── Source data ──

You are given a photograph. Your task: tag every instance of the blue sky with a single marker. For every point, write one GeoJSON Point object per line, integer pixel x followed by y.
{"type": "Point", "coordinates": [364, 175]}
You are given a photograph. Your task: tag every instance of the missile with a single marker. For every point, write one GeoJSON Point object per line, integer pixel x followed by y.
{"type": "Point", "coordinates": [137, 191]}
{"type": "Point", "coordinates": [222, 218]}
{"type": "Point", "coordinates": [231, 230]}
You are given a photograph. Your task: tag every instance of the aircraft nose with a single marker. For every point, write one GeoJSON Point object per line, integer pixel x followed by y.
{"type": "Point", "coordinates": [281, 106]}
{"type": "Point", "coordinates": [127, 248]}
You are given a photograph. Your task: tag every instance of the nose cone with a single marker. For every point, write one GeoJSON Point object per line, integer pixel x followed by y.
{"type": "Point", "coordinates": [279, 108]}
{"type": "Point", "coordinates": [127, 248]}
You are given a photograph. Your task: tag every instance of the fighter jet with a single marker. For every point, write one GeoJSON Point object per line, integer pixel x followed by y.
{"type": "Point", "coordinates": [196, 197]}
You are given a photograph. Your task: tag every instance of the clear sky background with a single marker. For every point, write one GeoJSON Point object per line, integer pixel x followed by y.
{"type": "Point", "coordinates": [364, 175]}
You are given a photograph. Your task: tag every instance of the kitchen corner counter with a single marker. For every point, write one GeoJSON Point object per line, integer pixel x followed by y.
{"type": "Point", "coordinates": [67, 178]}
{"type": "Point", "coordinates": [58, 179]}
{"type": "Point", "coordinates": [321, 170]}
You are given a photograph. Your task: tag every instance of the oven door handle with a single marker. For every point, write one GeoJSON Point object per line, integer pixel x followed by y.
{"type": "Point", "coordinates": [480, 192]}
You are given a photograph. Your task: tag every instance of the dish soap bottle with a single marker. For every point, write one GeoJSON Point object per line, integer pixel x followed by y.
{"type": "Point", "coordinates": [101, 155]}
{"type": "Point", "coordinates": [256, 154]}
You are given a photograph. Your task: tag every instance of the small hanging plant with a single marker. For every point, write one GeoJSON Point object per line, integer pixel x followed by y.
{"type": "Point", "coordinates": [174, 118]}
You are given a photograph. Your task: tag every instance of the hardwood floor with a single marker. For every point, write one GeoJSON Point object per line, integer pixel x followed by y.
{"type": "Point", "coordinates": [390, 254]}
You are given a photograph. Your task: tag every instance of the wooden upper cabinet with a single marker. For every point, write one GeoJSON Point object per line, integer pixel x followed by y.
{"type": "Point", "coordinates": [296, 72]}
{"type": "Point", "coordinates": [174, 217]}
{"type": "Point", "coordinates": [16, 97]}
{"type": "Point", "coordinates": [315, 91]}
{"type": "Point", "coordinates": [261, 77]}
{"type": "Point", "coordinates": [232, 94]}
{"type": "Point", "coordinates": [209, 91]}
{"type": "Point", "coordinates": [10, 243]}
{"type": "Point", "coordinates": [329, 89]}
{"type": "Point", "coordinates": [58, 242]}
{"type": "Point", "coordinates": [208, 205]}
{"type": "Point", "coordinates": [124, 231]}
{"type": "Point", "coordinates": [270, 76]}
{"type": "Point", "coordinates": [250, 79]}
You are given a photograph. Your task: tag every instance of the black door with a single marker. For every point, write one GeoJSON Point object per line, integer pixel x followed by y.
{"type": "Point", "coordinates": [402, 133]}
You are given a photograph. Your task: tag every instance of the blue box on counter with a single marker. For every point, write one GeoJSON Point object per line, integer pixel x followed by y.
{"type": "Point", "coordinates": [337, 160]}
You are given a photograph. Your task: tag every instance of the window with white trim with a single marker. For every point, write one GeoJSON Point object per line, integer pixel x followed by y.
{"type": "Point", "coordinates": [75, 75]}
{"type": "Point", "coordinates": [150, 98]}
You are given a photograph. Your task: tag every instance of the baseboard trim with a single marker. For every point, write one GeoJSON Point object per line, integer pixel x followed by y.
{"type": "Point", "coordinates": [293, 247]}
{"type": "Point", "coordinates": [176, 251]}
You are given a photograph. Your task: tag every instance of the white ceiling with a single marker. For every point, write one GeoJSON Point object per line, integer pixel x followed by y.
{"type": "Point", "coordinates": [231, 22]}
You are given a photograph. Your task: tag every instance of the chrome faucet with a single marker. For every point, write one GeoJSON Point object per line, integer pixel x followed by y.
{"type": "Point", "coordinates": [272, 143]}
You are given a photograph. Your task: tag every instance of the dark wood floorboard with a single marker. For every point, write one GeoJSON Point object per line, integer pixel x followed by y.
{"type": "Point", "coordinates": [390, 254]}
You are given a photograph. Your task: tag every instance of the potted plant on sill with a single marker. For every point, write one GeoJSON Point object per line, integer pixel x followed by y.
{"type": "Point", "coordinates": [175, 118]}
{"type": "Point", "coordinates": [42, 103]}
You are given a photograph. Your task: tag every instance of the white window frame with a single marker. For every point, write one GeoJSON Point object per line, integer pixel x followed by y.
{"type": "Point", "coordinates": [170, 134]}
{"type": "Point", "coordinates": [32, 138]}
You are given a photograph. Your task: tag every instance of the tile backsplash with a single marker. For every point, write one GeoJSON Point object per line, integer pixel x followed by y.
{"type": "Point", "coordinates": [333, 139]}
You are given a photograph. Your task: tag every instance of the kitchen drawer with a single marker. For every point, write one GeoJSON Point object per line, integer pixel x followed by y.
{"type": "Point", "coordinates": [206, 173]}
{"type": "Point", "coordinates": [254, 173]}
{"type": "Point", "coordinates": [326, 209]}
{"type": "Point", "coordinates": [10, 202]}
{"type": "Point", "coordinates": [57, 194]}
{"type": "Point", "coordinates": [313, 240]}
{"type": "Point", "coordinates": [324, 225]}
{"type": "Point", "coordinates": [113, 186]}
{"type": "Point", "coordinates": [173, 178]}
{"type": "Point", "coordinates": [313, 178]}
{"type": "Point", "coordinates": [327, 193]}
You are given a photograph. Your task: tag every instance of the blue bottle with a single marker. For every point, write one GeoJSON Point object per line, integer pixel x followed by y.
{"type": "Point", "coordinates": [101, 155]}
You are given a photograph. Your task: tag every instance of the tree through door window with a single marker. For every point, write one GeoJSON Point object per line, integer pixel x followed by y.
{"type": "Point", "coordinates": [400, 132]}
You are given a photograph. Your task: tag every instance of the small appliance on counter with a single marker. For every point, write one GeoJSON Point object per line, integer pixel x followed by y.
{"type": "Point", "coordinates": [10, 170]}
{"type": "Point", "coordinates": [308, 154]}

───

**What is expected:** Your task is to retype all the records above with nothing left out.

**Result of this exercise:**
You are given a photograph. Your task: tag every instance of the blue sky with a single marker. For every point, write one GeoJSON Point object per line, integer pixel x followed by y.
{"type": "Point", "coordinates": [364, 175]}
You are given a photograph. Your task: tag every instance of the missile with a single marker. For every point, write one GeoJSON Point object per line, integer pixel x followed by y.
{"type": "Point", "coordinates": [137, 191]}
{"type": "Point", "coordinates": [222, 218]}
{"type": "Point", "coordinates": [231, 230]}
You are given a photograph. Your task: tag every instance of the aircraft nose with a single marker. For every point, write one GeoJSON Point object per line, integer pixel x followed by y.
{"type": "Point", "coordinates": [281, 106]}
{"type": "Point", "coordinates": [127, 248]}
You are given a photograph. Your task: tag every instance of the nose cone with a single marker. For every point, write one GeoJSON Point object per line, integer pixel x followed by y.
{"type": "Point", "coordinates": [279, 108]}
{"type": "Point", "coordinates": [127, 248]}
You are given a photograph. Your task: tag every instance of the fighter jet with a single marker. For every point, write one GeoJSON Point object per line, integer pixel x followed by y.
{"type": "Point", "coordinates": [196, 197]}
You are given a photograph. Your task: tag every instance of the clear sky background with a single marker. For every point, write one GeoJSON Point object per line, integer pixel x followed by y.
{"type": "Point", "coordinates": [364, 175]}
You are given a photograph. Your task: tag every instance of the kitchen corner counter with a single marker. For every point, write one GeoJSON Point object per line, integer pixel x followed by y.
{"type": "Point", "coordinates": [67, 178]}
{"type": "Point", "coordinates": [58, 179]}
{"type": "Point", "coordinates": [321, 170]}
You are given a photograph. Your task: tag every instance of the oven door handle with a single marker. For every point, write one GeoJSON Point object per line, integer pixel x followed by y.
{"type": "Point", "coordinates": [480, 192]}
You are given a photograph. Your task: tag every instance of the dish soap bottle with a single marker. For every point, write one GeoJSON Point object per line, integer pixel x followed by y.
{"type": "Point", "coordinates": [101, 155]}
{"type": "Point", "coordinates": [256, 154]}
You are given a photograph. Your task: tag every instance of the small hanging plant with a single marker. For every point, write one GeoJSON Point object per line, integer pixel x followed by y.
{"type": "Point", "coordinates": [174, 118]}
You are given a photograph. Your task: tag every instance of the hardwood floor with a single marker. For every point, write one GeoJSON Point object per line, integer pixel x followed by y.
{"type": "Point", "coordinates": [390, 254]}
You are given a photograph. Your task: tag every instance of the wooden upper cabinet with a single marker. For every point, write one GeoJSON Point object per line, integer pixel x followed by y.
{"type": "Point", "coordinates": [296, 72]}
{"type": "Point", "coordinates": [174, 217]}
{"type": "Point", "coordinates": [16, 97]}
{"type": "Point", "coordinates": [315, 91]}
{"type": "Point", "coordinates": [261, 77]}
{"type": "Point", "coordinates": [232, 94]}
{"type": "Point", "coordinates": [209, 91]}
{"type": "Point", "coordinates": [10, 243]}
{"type": "Point", "coordinates": [329, 89]}
{"type": "Point", "coordinates": [58, 242]}
{"type": "Point", "coordinates": [208, 205]}
{"type": "Point", "coordinates": [124, 231]}
{"type": "Point", "coordinates": [270, 76]}
{"type": "Point", "coordinates": [250, 79]}
You are given a photograph. Your task: tag every instance of the black door with a single marker. For every point, write one GeoJSON Point object per line, integer pixel x followed by y.
{"type": "Point", "coordinates": [402, 133]}
You are given a photograph. Your task: tag every instance of the blue box on counter with a single marker. For every point, write one GeoJSON Point object per line, integer pixel x followed by y.
{"type": "Point", "coordinates": [337, 160]}
You are given a photograph. Your task: tag every instance of the window with white trim with a single marker. For every point, write one GeoJSON Point object per line, integer pixel x followed by y.
{"type": "Point", "coordinates": [75, 75]}
{"type": "Point", "coordinates": [150, 98]}
You are given a photograph. Your task: tag every instance of the baseboard trim with a single marker. For every point, write one GeoJSON Point object per line, integer pixel x followed by y.
{"type": "Point", "coordinates": [293, 247]}
{"type": "Point", "coordinates": [176, 251]}
You are given a photograph. Your task: tag every instance of the white ceiling with a single marker. For every point, write one GeoJSON Point object per line, integer pixel x followed by y.
{"type": "Point", "coordinates": [231, 22]}
You are given a photograph. Your task: tag every instance of the chrome faucet with a single marker. For every point, write one GeoJSON Point object per line, integer pixel x followed by y.
{"type": "Point", "coordinates": [272, 143]}
You are given a photograph. Your task: tag every instance of the dark wood floorboard with a single marker. For every point, write one GeoJSON Point object per line, integer pixel x followed by y.
{"type": "Point", "coordinates": [390, 254]}
You are given a photograph. Your task: tag every instance of the potted plant on sill with a single marker. For every point, write one GeoJSON Point object per line, integer pixel x followed by y.
{"type": "Point", "coordinates": [175, 118]}
{"type": "Point", "coordinates": [42, 103]}
You are given a photograph. Your task: tag every instance of the white window frame with a single marker. For every point, write one GeoJSON Point object per line, integer pixel x followed by y.
{"type": "Point", "coordinates": [170, 134]}
{"type": "Point", "coordinates": [32, 138]}
You are given a photograph. Your task: tag every instance of the tile backsplash with a single marker. For every point, write one GeoJSON Point object per line, integer pixel x followed by y.
{"type": "Point", "coordinates": [333, 139]}
You are given a photograph. Your task: tag every instance of the kitchen drawer with a single marker. For every point, write one GeoJSON Point object per line, integer pixel x followed by y.
{"type": "Point", "coordinates": [206, 173]}
{"type": "Point", "coordinates": [254, 173]}
{"type": "Point", "coordinates": [326, 209]}
{"type": "Point", "coordinates": [10, 202]}
{"type": "Point", "coordinates": [57, 194]}
{"type": "Point", "coordinates": [313, 240]}
{"type": "Point", "coordinates": [324, 225]}
{"type": "Point", "coordinates": [113, 186]}
{"type": "Point", "coordinates": [173, 178]}
{"type": "Point", "coordinates": [313, 178]}
{"type": "Point", "coordinates": [327, 193]}
You are given a photograph. Your task: tag every instance of the blue bottle with a single marker. For every point, write one GeoJSON Point object per line, integer pixel x followed by y.
{"type": "Point", "coordinates": [101, 155]}
You are given a photograph. Your task: tag every instance of the tree through door window with a single marker. For every point, write one GeoJSON Point object per line, integer pixel x followed by y.
{"type": "Point", "coordinates": [400, 132]}
You are given a photograph. Your task: tag every instance of the small appliance on counter with a single marker. For every point, write one GeoJSON Point object per line, integer pixel x followed by y.
{"type": "Point", "coordinates": [10, 170]}
{"type": "Point", "coordinates": [308, 154]}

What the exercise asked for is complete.